--- start Excerpt ---

Skip to main content

story identification - Looking for a book with a humanoid alien group called the "Red Bar" (due to a scar across their butts) who fight against human marines in power suits


The story is about a tribal culture on another planet who worship something called "the light". Human marines in power suits conquer them.


The story focuses on one group who fought against the invaders called the "red bar" something or other. (jarem I think, but it was so long ago...) They got the name red bar because as kids they were watching adults training for battle, something they were not supposed to do, and the person who caught them whipped them with some sort of weapon that left a scar across their butts.


I have searched the internet exhaustively for it but I can't remember the author or the book title. I likely read it in the 80's so it would have been published about 30 years ago.



Answer



You are thinking of "The Jaren," a novella by Barry B. Longyear. (You had just one letter wrong in your memory of the alien word that was invented by Longyear for the occasion.) I first read it around the mid-1980s . . . in other words, at roughly the same time that you did. Checking just now, I see that it was originally published in Asimov's SF Adventure Magazine, Fall 1979, but I know I encountered it as a reprinted story in an anthology. I even remember the title of the book: Isaac Asimov's Adventures of Science Fiction, which ISFDB says was actually edited by George Scithers.


That anthology was first published in 1980, and I know I checked out a hardback copy from my local public library a few years later. I suspect that might be the same way you stumbled across it, way back when! Here's a scan of the front and spine of the book jacket; it might ring a bell in your memory.


enter image description here



Incidentally, the ISFDB entry tells me that the story was published, in that volume, under the byline of "Frederick Longbeard." Apparently it was published that way in the magazine, originally, and my best guess would be that George Scithers chose to keep that pen name on it when he included "The Jaren" in this anthology, so as to avoid accusations of blatant favoritism when he also included another story which carried the "Barry B. Longyear" byline. (Don't get me wrong -- I enjoyed reading both stories when I first saw them, as well as several other things in that book, and so I'm not accusing Scithers of making lousy selections regarding what to include.)


I can assure you that your memory of some of the main plot elements is reasonably accurate. The tired old alien ex-warrior who is telling his life story to a human does, in fact, say that when five boys were all caught spying on somebody, they all got a minor burn across their backsides as a disciplinary measure, and then one of them -- the natural leader of the group -- suggested that the best way to save face was to make a virtue of necessity by saying that the five of them would now form a "jaren" (a squad of five friends who would train to fight together) whose official warpaint (each new jaren got to pick its own) would involve a red bar of paint across that portion of their anatomies. Of course, it was inevitable that word would quickly get around about what had happened and why they wore their paint in that spot, to cover the burn scar, but it would still put a more positive spin on the whole thing!

--- end Excerpt ---
--- start Records ---

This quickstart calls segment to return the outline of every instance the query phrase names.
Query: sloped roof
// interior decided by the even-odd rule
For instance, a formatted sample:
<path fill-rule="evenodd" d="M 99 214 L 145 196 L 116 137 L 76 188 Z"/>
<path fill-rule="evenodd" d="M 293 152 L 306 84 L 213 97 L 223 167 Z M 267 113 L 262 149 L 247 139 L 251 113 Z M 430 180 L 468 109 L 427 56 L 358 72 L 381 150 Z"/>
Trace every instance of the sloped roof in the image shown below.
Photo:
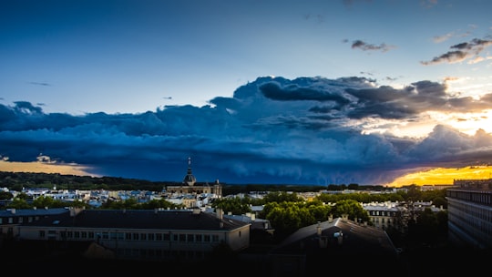
<path fill-rule="evenodd" d="M 85 210 L 77 216 L 64 213 L 26 222 L 25 226 L 57 226 L 106 229 L 156 229 L 232 231 L 246 225 L 233 219 L 220 219 L 215 213 L 190 210 Z"/>
<path fill-rule="evenodd" d="M 321 228 L 321 235 L 318 234 L 318 227 Z M 320 240 L 325 243 L 320 243 Z M 396 255 L 396 250 L 384 231 L 341 218 L 298 230 L 274 248 L 271 254 L 320 252 L 328 255 Z"/>

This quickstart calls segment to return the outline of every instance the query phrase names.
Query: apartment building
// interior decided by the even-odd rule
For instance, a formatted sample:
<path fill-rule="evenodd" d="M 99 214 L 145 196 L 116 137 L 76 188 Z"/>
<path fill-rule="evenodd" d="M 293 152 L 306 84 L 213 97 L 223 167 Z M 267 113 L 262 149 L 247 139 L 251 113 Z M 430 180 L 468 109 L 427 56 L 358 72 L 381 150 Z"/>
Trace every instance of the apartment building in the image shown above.
<path fill-rule="evenodd" d="M 19 241 L 92 241 L 111 259 L 201 261 L 219 245 L 225 244 L 233 251 L 248 248 L 250 226 L 225 219 L 220 210 L 212 213 L 200 209 L 70 208 L 67 212 L 18 225 L 15 236 Z"/>
<path fill-rule="evenodd" d="M 446 190 L 449 241 L 492 248 L 492 179 L 456 180 Z"/>

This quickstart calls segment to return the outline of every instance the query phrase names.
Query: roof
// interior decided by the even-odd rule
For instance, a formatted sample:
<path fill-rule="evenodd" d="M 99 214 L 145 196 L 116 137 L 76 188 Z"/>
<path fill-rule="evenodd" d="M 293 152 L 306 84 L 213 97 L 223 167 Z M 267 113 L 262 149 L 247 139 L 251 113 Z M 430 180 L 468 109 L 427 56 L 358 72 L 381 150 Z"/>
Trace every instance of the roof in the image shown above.
<path fill-rule="evenodd" d="M 46 216 L 60 213 L 67 213 L 67 208 L 51 208 L 51 209 L 7 209 L 0 210 L 0 218 L 9 217 L 26 217 L 26 216 Z"/>
<path fill-rule="evenodd" d="M 324 246 L 320 240 L 324 240 Z M 272 254 L 309 254 L 320 251 L 333 255 L 396 254 L 384 231 L 341 218 L 300 229 L 273 249 Z"/>
<path fill-rule="evenodd" d="M 106 229 L 232 231 L 250 225 L 215 213 L 190 210 L 84 210 L 77 216 L 64 213 L 26 222 L 25 226 Z"/>

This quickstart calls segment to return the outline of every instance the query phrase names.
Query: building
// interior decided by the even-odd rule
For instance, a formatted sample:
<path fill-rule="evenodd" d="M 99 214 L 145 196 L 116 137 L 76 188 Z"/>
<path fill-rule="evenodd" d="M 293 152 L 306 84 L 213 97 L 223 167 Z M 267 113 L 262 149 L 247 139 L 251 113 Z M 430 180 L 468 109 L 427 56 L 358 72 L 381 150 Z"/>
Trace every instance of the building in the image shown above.
<path fill-rule="evenodd" d="M 456 180 L 446 200 L 449 241 L 492 249 L 492 179 Z"/>
<path fill-rule="evenodd" d="M 313 276 L 333 269 L 349 275 L 397 274 L 399 253 L 382 229 L 346 217 L 303 227 L 269 254 L 271 276 Z"/>
<path fill-rule="evenodd" d="M 239 251 L 250 245 L 250 223 L 190 210 L 84 210 L 18 225 L 19 241 L 95 242 L 118 260 L 202 261 L 219 245 Z M 108 254 L 110 253 L 110 254 Z M 90 255 L 90 253 L 87 253 Z"/>
<path fill-rule="evenodd" d="M 23 223 L 33 222 L 43 218 L 67 213 L 66 208 L 55 209 L 6 209 L 0 210 L 0 238 L 1 241 L 15 238 L 17 234 L 17 226 Z"/>

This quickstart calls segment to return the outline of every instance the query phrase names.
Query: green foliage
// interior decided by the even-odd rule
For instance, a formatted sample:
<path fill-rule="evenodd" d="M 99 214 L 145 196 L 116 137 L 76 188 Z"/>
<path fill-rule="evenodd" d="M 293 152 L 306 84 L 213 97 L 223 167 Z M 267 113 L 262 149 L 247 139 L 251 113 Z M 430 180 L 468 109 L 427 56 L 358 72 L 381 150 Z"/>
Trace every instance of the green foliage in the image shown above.
<path fill-rule="evenodd" d="M 226 213 L 231 212 L 232 214 L 245 214 L 251 211 L 248 198 L 241 199 L 240 197 L 234 197 L 217 199 L 212 202 L 211 206 L 212 208 L 222 209 Z"/>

--- end Records ---

Brief 1
According to the story-identification post, where was "The Jaren" originally published?
Brief 2
From the story-identification post, reproduce word for word everything from "You are thinking" down to "by George Scithers.".
The material is separate from the story-identification post.

Written response 1
Asimov's SF Adventure Magazine, Fall 1979.

Written response 2
You are thinking of "The Jaren," a novella by Barry B. Longyear. (You had just one letter wrong in your memory of the alien word that was invented by Longyear for the occasion.) I first read it around the mid-1980s . . . in other words, at roughly the same time that you did. Checking just now, I see that it was originally published in Asimov's SF Adventure Magazine, Fall 1979, but I know I encountered it as a reprinted story in an anthology. I even remember the title of the book: Isaac Asimov's Adventures of Science Fiction, which ISFDB says was actually edited by George Scithers.